== STATED GOAL ==
Count the lines in the entries below that contain the word "pairs". Reply with only that number.

>> begin INPUT FOR THIS TASK

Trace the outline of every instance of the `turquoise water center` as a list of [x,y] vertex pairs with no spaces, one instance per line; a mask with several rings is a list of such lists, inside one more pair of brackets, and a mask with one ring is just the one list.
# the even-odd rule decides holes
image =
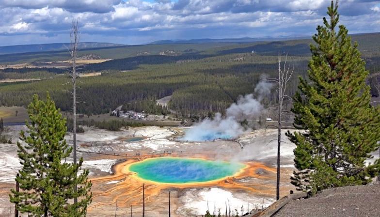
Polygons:
[[160,157],[132,164],[129,170],[138,177],[161,183],[205,182],[232,176],[245,167],[240,163],[199,158]]

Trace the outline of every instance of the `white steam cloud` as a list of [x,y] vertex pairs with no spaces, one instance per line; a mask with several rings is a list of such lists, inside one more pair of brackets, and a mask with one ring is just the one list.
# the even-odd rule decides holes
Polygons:
[[257,99],[253,93],[240,96],[236,103],[226,110],[225,117],[217,113],[213,119],[205,119],[188,130],[181,139],[205,141],[237,137],[245,131],[240,122],[244,120],[255,121],[264,110],[260,101],[270,93],[272,86],[272,83],[260,81],[254,89]]

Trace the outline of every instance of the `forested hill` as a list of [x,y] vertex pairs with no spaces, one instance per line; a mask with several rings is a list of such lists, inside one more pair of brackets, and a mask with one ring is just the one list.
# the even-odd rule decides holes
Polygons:
[[[80,49],[106,47],[124,45],[99,42],[82,42],[79,44]],[[0,54],[46,52],[58,50],[67,51],[68,43],[43,44],[40,45],[22,45],[0,46]]]
[[[360,44],[367,69],[371,73],[380,72],[380,34],[355,35],[353,39]],[[87,114],[103,113],[120,105],[172,95],[170,108],[184,115],[208,111],[224,112],[239,95],[253,93],[260,76],[275,76],[280,51],[291,56],[289,61],[294,66],[295,75],[287,89],[287,94],[291,95],[297,89],[298,76],[306,77],[310,43],[302,40],[239,45],[151,45],[92,50],[92,53],[103,57],[127,57],[81,67],[82,73],[102,74],[79,78],[78,93],[85,103],[79,105],[78,110]],[[151,50],[146,50],[148,48]],[[149,50],[150,54],[136,54],[143,50]],[[87,51],[81,52],[80,55]],[[29,75],[51,78],[0,83],[0,105],[25,106],[33,94],[43,96],[48,91],[59,108],[70,110],[71,98],[64,91],[70,85],[62,86],[68,77],[59,70],[45,70],[47,72],[44,74],[28,69],[0,70],[0,78],[10,73],[22,75],[23,78]],[[265,99],[265,103],[274,103],[275,99],[274,93]]]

>> end INPUT FOR THIS TASK

== REPLY TO THE EXERCISE ==
3